Given exercise 1: Write out the part of the sugar industry text between "Though one of" and "duty on sugar.", inclusive.
Given exercise 2: List every factor the sugar industry text names as driving farmers out of the industry.

Excerpt:

════════════════

The Java sugar industry in its
colonial-era heyday was a mighty agricultural and
industrial enterprise and by the late 19th century
Indonesia was in the forefront of the world's sugar
producers, beaten only by Cuba. How the mighty have
fallen. High input costs, poor management practices,
inefficient government policies and a steady stream of
cheaper imports mean that the angry farmers are being
driven out of a basic industry built by their
forefathers.
The country has been a net importer
of sugar since the 1960s and now ranks as one of the
world's biggest importers. Indonesia's annual
consumption of sugar is about 3.3 million tons. Annual
imports went down from 2.1 million tons in 1999 to 1.2
million tons in 2000 and about 1.6 million last year. It
will likely import 1.5 million tons this year, mainly
from Thailand. There are a mere 174 tons in stock, which
will improve when the season kicks off in two months
time. Total sugar production is currently 1.7 million
tons.
Manufacture of sugar in Indonesia in the
early days was almost exclusively confined to Java, with
its rich volcanic soils and a vast supply of labor. The
factories and their mainly Dutch owners and managers
dominated the Javanese countryside and set in place
agricultural systems in the Dutch mode. Sugar brought
work opportunities galore but many small landholders
became victims as the factory managers embarked on a
lengthy program to grab peasant land for cane
production. They also took over what had been the
state's function to recruit labor for the planting,
harvesting and haulage of cane.
From then onward
the state-owned enterprises and factories dominated the
country's sugar industry until, in 1957, the industry
was nationalized and regulated.
A day before the
farmers came to town, Minister of Trade and Industry
Rini M Soewandi issued a new decree regulating sugar
imports in a bid to redress the price imbalances. Only
state-owned plantation companies (PTPNs) will be allowed
to import white sugar and imports of both raw and
refined sugar will be approved only for manufacturers
who use sugar as raw material in their production
processes.
Though one of the world's top sugar
importers, Indonesia applies the lowest import tariffs,
a modest 25 percent duty on white sugar and 20 percent
on raw sugar, levels set by the International Monetary
Fund (IMF) in its Letter of Intent. Thailand and the
Philippines, for example, impose an import duty of
almost 100 percent. The European Union imposes a massive
240 percent import duty and the United States slams a
150 percent duty on sugar.

════════════════

Data block:
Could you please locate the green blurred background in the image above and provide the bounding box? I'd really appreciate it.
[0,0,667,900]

════════════════

Result 1:
Though one of the world's top sugar
importers, Indonesia applies the lowest import tariffs,
a modest 25 percent duty on white sugar and 20 percent
on raw sugar, levels set by the International Monetary
Fund (IMF) in its Letter of Intent. Thailand and the
Philippines, for example, impose an import duty of
almost 100 percent. The European Union imposes a massive
240 percent import duty and the United States slams a
150 percent duty on sugar.

Result 2:
- High input costs
- Poor management practices
- Inefficient government policies
- A steady stream of cheaper imports